== What you will do ==
Your task is to write out the lines from the line containing "Pin the bundle" through the last line of the material, exactly.

========

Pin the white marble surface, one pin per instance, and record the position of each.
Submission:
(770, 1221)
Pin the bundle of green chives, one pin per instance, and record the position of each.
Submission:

========

== Problem solution ==
Pin the bundle of green chives, one pin per instance, and record the position of each.
Submission:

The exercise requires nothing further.